What the exercise asks: Every line containing the word "hazy" must be pulled from the records.

------

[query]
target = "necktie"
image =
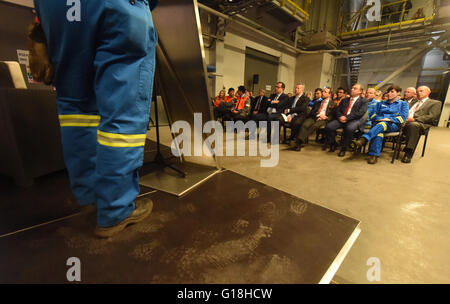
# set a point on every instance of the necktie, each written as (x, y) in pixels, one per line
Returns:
(238, 103)
(415, 108)
(349, 106)
(321, 107)
(273, 109)
(295, 102)
(258, 104)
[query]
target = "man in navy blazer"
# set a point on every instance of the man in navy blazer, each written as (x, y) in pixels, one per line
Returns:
(350, 114)
(277, 104)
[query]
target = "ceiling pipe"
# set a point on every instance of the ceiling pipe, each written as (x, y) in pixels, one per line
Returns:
(288, 46)
(412, 61)
(377, 52)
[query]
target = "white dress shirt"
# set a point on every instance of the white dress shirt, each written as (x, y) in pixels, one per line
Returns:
(355, 99)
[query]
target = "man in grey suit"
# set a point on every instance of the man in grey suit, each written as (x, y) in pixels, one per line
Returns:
(410, 96)
(423, 114)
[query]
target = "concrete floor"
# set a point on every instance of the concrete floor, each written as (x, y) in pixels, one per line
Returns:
(405, 219)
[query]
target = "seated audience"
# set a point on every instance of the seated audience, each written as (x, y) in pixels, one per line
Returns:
(370, 95)
(318, 117)
(241, 110)
(297, 109)
(385, 119)
(349, 116)
(378, 95)
(423, 114)
(410, 96)
(221, 107)
(277, 103)
(317, 97)
(230, 98)
(340, 95)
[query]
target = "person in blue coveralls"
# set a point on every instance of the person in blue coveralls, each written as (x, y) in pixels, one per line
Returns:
(385, 119)
(370, 95)
(103, 58)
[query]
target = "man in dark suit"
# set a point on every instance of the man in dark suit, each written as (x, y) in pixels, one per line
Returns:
(410, 96)
(278, 101)
(321, 113)
(259, 107)
(297, 110)
(349, 116)
(423, 114)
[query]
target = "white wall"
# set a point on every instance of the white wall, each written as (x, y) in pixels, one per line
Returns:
(314, 70)
(375, 68)
(233, 65)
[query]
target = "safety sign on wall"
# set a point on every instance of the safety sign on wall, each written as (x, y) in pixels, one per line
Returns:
(23, 56)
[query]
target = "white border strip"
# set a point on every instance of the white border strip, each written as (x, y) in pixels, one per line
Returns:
(200, 182)
(27, 3)
(326, 279)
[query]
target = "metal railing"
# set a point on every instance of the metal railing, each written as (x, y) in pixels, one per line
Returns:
(297, 6)
(393, 14)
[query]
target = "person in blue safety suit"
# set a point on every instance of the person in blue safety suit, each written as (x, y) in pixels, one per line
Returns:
(370, 95)
(385, 119)
(103, 59)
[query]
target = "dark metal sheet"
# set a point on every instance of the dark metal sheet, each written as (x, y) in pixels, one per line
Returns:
(228, 230)
(167, 180)
(49, 198)
(181, 76)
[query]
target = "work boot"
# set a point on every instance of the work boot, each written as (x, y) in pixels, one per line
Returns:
(372, 159)
(298, 145)
(407, 157)
(143, 209)
(361, 142)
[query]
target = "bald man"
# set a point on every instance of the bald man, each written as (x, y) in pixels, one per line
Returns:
(410, 96)
(423, 114)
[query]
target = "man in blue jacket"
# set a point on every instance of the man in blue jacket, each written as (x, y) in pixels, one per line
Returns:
(103, 58)
(385, 119)
(350, 114)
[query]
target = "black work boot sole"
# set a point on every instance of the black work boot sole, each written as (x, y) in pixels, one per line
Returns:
(372, 160)
(144, 207)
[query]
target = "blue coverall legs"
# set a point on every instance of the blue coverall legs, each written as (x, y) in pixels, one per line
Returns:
(376, 135)
(103, 57)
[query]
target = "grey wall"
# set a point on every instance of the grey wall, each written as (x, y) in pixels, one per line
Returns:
(265, 65)
(375, 68)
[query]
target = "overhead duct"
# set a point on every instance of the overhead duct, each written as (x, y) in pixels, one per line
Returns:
(261, 33)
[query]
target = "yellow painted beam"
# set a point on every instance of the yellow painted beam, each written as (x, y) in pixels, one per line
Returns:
(386, 26)
(296, 6)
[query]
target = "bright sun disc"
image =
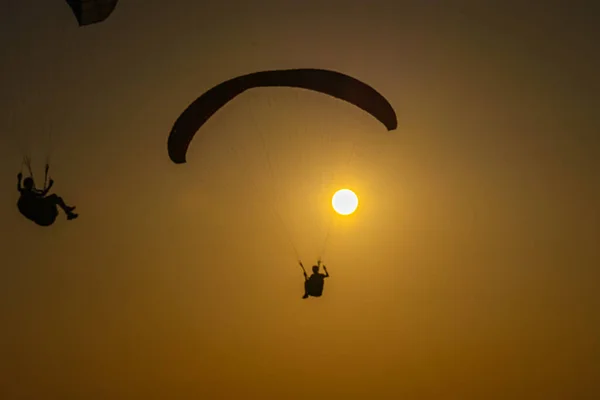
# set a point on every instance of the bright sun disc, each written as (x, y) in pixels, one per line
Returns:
(344, 202)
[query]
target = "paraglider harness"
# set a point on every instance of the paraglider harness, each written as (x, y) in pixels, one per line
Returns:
(312, 288)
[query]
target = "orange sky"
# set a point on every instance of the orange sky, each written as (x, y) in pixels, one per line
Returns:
(470, 270)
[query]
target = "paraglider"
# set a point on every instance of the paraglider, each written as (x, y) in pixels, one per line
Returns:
(90, 12)
(313, 285)
(36, 205)
(331, 83)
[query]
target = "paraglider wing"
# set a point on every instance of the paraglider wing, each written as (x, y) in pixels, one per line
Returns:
(332, 83)
(90, 12)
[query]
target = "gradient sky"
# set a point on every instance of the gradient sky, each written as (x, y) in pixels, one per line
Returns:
(470, 271)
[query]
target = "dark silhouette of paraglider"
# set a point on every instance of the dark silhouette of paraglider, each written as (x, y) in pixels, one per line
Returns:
(90, 12)
(331, 83)
(313, 285)
(36, 205)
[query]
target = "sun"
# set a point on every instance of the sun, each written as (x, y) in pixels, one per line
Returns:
(344, 202)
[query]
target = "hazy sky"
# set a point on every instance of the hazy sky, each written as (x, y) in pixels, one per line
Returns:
(470, 271)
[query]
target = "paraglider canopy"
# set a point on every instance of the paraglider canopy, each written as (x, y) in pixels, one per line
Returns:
(90, 12)
(332, 83)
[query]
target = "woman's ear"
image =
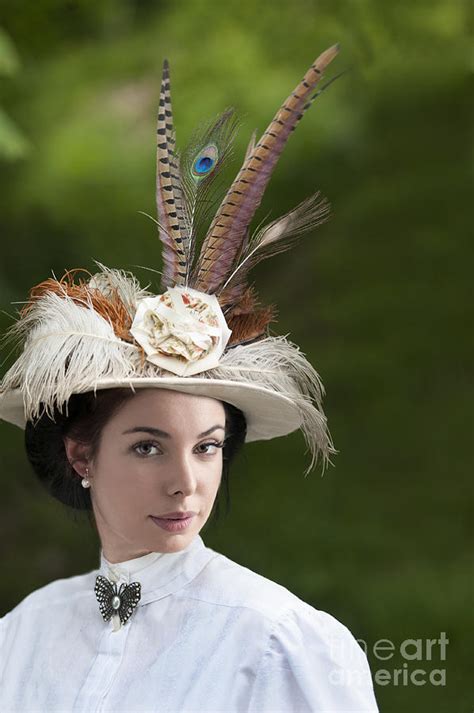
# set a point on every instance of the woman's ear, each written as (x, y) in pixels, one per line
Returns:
(77, 455)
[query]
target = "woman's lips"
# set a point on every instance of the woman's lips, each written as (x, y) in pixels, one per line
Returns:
(172, 525)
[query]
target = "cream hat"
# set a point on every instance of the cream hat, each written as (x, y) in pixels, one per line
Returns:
(205, 333)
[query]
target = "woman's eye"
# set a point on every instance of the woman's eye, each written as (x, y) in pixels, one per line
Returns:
(145, 449)
(212, 445)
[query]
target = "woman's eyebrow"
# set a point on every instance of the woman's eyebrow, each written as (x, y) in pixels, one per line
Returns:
(164, 434)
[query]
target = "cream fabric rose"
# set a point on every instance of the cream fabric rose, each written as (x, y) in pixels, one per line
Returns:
(182, 330)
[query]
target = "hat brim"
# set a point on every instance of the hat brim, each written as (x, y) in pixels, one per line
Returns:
(268, 414)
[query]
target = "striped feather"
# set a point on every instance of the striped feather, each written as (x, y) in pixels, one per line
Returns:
(172, 221)
(227, 234)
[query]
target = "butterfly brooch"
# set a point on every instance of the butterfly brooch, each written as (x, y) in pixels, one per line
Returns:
(117, 601)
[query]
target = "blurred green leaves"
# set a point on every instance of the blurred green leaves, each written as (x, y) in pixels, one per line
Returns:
(13, 144)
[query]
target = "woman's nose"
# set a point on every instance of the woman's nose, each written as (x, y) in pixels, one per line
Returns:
(181, 476)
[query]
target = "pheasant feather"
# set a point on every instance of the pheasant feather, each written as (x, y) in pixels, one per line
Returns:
(172, 221)
(228, 231)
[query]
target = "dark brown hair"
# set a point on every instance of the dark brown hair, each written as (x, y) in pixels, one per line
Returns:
(86, 416)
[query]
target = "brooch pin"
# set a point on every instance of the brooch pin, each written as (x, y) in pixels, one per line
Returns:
(113, 601)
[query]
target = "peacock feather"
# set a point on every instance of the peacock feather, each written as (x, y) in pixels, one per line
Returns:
(187, 193)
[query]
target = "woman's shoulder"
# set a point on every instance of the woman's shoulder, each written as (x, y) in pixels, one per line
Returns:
(300, 640)
(227, 582)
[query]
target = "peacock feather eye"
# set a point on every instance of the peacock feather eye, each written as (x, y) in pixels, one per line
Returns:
(205, 161)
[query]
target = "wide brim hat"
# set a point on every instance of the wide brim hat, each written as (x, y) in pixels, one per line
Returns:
(205, 334)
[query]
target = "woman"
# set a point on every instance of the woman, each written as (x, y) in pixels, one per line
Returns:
(118, 423)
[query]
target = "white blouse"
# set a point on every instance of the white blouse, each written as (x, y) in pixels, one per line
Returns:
(207, 635)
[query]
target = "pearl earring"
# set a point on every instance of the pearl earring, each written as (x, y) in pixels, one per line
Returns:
(85, 482)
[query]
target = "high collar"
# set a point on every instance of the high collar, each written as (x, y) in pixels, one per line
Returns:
(159, 573)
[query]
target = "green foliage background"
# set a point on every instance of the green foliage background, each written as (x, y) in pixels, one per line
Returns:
(377, 298)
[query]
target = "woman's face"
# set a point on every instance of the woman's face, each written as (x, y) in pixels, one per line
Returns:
(161, 452)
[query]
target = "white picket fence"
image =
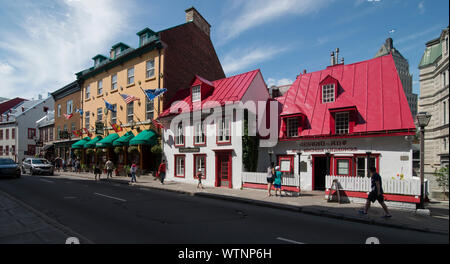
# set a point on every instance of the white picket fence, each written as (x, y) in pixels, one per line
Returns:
(391, 186)
(261, 178)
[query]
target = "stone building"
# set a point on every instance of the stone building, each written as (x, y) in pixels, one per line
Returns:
(434, 79)
(402, 66)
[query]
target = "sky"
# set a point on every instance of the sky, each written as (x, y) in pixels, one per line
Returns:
(44, 43)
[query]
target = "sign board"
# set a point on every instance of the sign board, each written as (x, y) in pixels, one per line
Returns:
(99, 126)
(188, 150)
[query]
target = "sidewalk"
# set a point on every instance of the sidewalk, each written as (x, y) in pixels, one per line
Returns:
(308, 202)
(21, 224)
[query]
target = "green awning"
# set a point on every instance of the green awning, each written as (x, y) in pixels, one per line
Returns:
(107, 141)
(80, 143)
(146, 137)
(124, 140)
(92, 142)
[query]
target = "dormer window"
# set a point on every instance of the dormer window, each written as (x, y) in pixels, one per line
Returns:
(196, 93)
(328, 93)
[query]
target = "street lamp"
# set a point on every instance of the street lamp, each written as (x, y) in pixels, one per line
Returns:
(423, 118)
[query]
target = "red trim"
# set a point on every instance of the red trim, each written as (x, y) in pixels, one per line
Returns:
(217, 134)
(387, 197)
(264, 186)
(195, 166)
(175, 165)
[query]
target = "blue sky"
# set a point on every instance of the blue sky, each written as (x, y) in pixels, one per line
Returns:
(44, 43)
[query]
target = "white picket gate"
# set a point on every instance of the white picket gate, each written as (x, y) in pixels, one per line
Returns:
(409, 186)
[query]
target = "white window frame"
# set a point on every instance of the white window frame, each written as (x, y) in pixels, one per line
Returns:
(328, 93)
(196, 93)
(114, 82)
(342, 123)
(292, 126)
(150, 71)
(130, 76)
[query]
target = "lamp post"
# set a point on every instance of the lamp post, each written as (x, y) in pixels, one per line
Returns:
(423, 118)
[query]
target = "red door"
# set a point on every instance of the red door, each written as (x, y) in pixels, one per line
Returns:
(223, 161)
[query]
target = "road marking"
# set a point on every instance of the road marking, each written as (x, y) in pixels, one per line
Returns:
(46, 180)
(288, 240)
(111, 197)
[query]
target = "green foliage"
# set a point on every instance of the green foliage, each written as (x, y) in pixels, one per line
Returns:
(250, 145)
(442, 178)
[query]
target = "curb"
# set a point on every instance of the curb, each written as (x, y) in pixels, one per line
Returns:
(291, 208)
(66, 230)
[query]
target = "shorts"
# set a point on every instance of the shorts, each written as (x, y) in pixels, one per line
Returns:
(373, 196)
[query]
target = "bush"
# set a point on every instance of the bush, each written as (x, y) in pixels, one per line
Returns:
(442, 178)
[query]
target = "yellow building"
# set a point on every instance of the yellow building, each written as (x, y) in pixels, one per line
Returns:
(166, 59)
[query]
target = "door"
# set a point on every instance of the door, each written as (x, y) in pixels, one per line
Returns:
(223, 169)
(320, 170)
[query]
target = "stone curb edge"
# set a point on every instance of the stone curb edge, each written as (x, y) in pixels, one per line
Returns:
(66, 230)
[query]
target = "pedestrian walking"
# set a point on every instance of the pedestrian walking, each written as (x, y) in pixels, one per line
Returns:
(199, 176)
(109, 168)
(277, 181)
(162, 171)
(376, 193)
(270, 178)
(97, 171)
(133, 171)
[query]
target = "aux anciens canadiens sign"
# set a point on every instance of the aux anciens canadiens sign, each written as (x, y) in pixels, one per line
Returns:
(324, 146)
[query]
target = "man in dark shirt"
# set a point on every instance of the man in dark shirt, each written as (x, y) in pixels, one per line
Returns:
(376, 194)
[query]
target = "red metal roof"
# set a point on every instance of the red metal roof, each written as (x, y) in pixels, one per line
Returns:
(229, 89)
(372, 86)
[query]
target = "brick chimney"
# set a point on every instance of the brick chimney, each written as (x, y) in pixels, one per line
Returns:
(192, 15)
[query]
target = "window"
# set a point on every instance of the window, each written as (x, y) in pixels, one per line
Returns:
(114, 114)
(114, 82)
(130, 112)
(88, 91)
(200, 165)
(69, 107)
(99, 87)
(343, 166)
(99, 114)
(341, 123)
(224, 131)
(292, 127)
(150, 69)
(328, 93)
(31, 133)
(179, 165)
(199, 134)
(87, 119)
(179, 135)
(196, 95)
(149, 109)
(130, 75)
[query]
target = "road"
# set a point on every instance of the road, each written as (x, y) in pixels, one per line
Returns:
(106, 212)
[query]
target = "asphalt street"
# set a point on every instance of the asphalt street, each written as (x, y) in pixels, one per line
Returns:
(106, 212)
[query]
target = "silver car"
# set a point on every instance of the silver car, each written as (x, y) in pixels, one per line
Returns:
(37, 166)
(8, 168)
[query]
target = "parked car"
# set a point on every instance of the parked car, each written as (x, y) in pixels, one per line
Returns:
(8, 168)
(37, 166)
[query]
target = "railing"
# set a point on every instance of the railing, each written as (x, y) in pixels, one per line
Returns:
(391, 186)
(261, 178)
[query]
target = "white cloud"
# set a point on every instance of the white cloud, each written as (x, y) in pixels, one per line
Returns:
(240, 59)
(282, 81)
(257, 12)
(50, 43)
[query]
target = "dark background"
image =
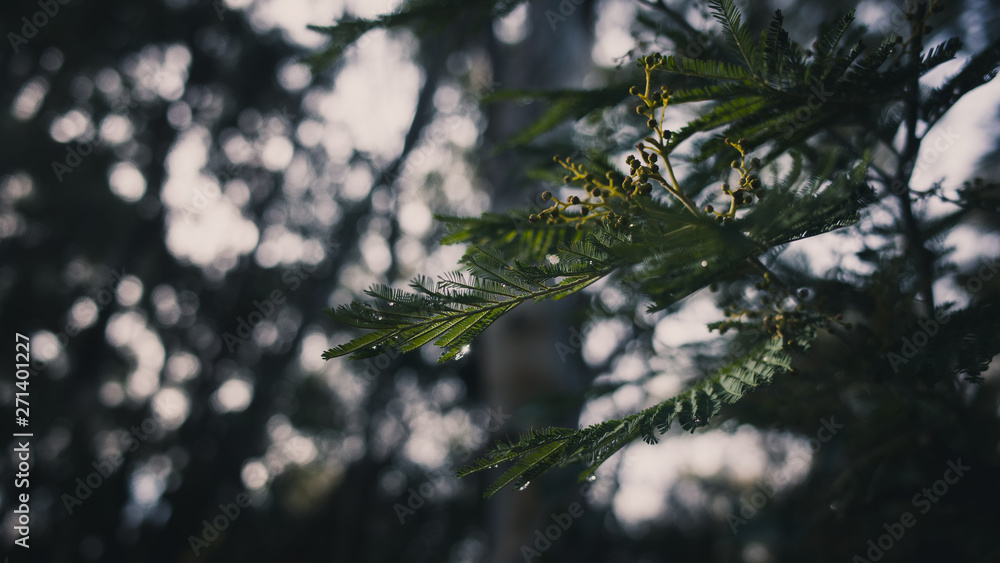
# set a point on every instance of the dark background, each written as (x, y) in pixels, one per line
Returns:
(343, 447)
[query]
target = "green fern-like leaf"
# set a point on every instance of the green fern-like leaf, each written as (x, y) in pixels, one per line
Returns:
(538, 452)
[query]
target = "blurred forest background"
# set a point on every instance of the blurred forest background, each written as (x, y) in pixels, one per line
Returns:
(181, 197)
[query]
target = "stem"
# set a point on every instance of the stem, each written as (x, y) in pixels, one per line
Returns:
(904, 170)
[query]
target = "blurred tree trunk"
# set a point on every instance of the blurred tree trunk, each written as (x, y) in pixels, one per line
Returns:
(519, 360)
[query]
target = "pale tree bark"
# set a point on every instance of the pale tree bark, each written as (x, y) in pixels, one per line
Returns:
(519, 363)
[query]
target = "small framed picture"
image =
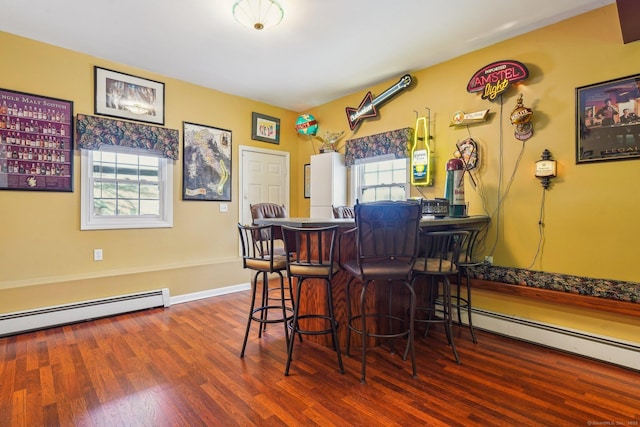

------

Reply:
target = "hazy sky"
# set a point on every instance of the hazy sky, each written as (x, y) in pixels, one per line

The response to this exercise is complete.